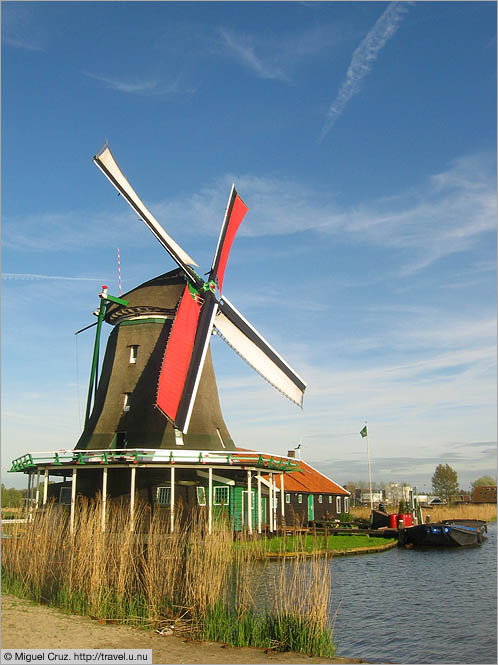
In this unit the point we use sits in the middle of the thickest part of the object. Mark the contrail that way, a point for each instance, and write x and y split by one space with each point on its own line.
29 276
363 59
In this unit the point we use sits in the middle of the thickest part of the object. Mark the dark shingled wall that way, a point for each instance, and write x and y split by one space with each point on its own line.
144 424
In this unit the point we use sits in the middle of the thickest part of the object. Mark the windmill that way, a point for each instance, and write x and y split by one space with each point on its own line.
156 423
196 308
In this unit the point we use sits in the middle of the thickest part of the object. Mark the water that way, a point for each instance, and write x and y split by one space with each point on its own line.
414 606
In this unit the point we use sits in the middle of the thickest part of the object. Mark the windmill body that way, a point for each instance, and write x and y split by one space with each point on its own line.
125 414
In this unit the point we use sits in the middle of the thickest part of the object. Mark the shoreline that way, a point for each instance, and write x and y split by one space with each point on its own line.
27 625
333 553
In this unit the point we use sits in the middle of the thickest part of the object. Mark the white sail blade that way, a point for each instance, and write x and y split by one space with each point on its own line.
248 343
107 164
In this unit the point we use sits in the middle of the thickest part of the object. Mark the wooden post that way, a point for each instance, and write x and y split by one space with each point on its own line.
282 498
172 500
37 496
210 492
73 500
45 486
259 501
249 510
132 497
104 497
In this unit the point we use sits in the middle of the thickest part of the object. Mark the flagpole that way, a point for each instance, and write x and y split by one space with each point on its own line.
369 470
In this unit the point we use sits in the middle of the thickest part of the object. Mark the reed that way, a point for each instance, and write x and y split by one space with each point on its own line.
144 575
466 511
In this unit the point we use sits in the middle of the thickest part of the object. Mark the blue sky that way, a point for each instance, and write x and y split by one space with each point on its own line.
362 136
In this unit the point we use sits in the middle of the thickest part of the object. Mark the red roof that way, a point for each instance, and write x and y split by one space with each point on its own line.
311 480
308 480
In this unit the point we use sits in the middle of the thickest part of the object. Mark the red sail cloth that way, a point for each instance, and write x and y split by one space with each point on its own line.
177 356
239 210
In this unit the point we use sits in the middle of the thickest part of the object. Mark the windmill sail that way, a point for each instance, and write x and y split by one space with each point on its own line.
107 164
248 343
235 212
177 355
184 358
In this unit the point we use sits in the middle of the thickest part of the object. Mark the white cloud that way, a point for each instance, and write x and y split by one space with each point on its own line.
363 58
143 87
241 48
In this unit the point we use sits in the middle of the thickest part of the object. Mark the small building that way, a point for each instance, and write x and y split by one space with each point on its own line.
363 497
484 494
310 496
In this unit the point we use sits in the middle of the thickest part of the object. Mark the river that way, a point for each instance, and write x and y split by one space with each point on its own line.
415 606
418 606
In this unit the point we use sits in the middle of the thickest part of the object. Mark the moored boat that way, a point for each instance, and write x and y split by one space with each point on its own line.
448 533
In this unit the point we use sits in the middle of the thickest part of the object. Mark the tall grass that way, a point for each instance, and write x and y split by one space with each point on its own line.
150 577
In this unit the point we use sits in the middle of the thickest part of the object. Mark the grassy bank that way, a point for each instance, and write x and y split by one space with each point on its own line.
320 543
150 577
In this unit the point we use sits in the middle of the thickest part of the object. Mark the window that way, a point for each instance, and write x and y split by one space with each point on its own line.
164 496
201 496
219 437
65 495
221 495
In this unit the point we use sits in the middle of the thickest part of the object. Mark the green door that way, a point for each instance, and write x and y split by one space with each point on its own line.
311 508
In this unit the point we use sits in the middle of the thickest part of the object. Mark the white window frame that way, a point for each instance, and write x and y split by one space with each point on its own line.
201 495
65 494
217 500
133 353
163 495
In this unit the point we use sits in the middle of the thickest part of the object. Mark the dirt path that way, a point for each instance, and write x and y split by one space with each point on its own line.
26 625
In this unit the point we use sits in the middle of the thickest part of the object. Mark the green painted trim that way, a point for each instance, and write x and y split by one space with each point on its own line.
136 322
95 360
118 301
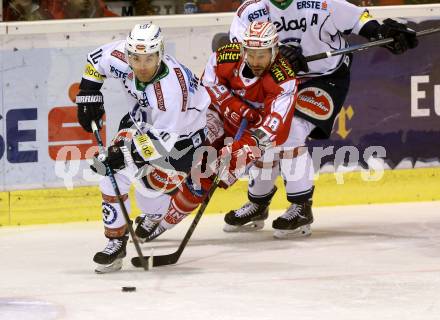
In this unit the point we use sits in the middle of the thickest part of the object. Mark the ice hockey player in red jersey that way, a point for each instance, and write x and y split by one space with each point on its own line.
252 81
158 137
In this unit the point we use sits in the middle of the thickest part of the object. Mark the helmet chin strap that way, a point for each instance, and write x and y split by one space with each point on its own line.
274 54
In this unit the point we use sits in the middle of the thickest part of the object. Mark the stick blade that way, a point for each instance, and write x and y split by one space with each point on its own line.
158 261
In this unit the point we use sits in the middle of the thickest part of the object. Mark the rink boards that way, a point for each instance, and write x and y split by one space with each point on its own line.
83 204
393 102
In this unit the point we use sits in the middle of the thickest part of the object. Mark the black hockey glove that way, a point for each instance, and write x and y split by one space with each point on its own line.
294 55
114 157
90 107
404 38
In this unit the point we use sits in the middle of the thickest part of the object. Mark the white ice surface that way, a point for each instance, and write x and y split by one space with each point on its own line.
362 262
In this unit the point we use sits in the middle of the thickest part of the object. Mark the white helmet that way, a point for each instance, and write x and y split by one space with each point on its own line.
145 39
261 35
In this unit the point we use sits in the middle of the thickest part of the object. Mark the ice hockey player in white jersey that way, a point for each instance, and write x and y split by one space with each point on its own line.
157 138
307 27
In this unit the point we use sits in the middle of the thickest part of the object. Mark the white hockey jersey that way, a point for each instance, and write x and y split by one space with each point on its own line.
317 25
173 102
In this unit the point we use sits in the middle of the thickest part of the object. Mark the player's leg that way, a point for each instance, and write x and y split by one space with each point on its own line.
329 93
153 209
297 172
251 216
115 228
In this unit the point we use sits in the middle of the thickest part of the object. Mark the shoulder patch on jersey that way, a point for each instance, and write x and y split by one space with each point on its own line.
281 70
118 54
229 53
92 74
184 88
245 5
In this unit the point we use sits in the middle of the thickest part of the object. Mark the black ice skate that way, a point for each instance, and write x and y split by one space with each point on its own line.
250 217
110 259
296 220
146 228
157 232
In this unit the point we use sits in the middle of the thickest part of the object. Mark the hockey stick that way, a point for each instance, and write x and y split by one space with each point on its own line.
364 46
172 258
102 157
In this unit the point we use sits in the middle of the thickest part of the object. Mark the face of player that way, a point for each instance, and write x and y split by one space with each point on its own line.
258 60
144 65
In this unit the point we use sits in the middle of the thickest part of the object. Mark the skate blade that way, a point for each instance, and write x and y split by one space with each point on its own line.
******
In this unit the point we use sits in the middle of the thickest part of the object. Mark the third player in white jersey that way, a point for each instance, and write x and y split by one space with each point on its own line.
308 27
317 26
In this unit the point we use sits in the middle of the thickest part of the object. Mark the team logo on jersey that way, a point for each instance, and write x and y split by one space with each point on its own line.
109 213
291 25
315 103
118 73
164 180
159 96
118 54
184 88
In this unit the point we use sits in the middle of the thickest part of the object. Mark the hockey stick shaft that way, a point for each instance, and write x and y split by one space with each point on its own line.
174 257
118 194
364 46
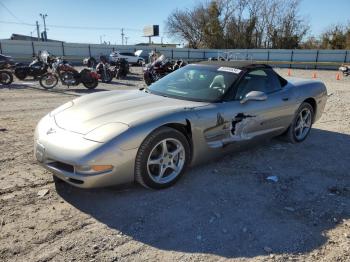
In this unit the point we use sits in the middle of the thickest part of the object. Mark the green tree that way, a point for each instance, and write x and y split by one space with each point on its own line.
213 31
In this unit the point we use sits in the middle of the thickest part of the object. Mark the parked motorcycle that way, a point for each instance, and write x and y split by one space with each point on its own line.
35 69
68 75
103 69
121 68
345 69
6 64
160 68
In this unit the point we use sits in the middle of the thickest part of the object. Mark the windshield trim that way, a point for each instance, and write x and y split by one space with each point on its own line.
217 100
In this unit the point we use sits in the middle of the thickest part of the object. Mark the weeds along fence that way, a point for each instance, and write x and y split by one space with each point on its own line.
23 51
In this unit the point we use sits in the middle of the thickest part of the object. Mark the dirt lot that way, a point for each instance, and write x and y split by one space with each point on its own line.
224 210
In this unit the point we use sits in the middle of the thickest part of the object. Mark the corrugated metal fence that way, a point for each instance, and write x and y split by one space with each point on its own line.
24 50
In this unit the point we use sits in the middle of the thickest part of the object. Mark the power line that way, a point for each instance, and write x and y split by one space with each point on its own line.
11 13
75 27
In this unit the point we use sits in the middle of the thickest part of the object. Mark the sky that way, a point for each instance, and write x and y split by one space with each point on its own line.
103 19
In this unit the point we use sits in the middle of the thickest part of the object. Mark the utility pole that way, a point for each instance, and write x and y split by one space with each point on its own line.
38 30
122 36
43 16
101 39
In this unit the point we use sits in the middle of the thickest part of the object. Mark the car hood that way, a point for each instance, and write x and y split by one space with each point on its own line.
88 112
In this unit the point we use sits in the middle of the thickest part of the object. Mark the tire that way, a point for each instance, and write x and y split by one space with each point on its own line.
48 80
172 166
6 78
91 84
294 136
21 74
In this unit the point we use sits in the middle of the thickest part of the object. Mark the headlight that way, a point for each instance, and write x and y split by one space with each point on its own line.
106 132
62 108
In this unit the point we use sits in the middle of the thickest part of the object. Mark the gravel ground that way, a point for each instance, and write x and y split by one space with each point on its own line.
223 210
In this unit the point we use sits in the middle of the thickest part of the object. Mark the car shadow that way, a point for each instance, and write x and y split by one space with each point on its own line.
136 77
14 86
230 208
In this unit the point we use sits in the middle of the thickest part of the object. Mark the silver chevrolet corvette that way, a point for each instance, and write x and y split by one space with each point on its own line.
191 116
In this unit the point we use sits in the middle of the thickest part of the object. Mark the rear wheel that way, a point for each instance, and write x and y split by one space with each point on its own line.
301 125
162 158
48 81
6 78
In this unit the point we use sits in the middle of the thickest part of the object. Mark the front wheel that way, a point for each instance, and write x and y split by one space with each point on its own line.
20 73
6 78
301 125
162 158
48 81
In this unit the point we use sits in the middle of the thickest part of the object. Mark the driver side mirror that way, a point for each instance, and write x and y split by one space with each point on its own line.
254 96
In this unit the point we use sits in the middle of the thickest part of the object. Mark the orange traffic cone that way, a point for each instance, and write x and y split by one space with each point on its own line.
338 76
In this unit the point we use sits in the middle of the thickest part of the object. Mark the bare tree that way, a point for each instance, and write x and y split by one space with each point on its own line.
******
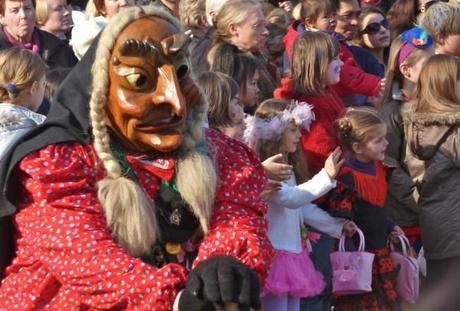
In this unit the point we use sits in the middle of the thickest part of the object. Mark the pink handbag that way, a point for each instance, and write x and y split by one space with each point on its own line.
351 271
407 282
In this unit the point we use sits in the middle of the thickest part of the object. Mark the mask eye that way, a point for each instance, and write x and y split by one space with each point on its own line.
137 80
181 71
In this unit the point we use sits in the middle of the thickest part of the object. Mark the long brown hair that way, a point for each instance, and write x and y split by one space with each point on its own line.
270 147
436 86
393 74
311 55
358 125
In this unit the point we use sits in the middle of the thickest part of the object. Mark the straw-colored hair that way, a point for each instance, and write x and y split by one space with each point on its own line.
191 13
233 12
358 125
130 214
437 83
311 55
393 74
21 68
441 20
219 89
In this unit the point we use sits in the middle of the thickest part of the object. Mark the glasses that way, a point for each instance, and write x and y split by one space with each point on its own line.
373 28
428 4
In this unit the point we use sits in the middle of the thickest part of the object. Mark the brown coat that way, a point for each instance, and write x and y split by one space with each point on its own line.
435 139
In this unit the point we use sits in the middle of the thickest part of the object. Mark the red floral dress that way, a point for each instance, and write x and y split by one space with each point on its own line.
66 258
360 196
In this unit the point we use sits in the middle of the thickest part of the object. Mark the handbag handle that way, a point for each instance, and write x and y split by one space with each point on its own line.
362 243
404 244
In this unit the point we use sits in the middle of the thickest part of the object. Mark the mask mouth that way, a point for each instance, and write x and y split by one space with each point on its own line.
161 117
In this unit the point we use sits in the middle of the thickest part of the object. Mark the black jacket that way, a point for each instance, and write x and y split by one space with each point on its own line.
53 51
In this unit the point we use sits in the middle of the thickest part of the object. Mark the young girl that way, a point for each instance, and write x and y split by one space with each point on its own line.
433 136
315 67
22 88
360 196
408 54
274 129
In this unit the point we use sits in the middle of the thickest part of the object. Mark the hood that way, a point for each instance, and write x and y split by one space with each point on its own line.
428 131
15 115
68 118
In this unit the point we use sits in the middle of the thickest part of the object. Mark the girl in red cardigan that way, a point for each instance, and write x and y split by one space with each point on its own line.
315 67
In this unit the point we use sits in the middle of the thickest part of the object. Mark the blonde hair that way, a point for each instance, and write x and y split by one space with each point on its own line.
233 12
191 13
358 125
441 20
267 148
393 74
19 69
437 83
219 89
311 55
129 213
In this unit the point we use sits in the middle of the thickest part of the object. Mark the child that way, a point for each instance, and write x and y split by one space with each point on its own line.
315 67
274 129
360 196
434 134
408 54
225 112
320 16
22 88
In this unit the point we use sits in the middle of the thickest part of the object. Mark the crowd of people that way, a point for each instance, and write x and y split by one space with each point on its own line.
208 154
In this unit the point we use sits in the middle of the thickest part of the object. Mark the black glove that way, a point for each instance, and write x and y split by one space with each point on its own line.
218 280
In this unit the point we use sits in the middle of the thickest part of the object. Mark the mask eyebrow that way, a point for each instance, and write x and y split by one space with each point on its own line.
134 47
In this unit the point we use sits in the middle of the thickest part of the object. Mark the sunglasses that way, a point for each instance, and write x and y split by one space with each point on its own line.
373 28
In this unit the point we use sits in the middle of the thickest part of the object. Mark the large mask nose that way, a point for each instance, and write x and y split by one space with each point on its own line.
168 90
******
--- Task details ---
Please give only the number of lines in the listing above that contain the string "rink", where upper and lower case count as different.

--- Answer in full ---
1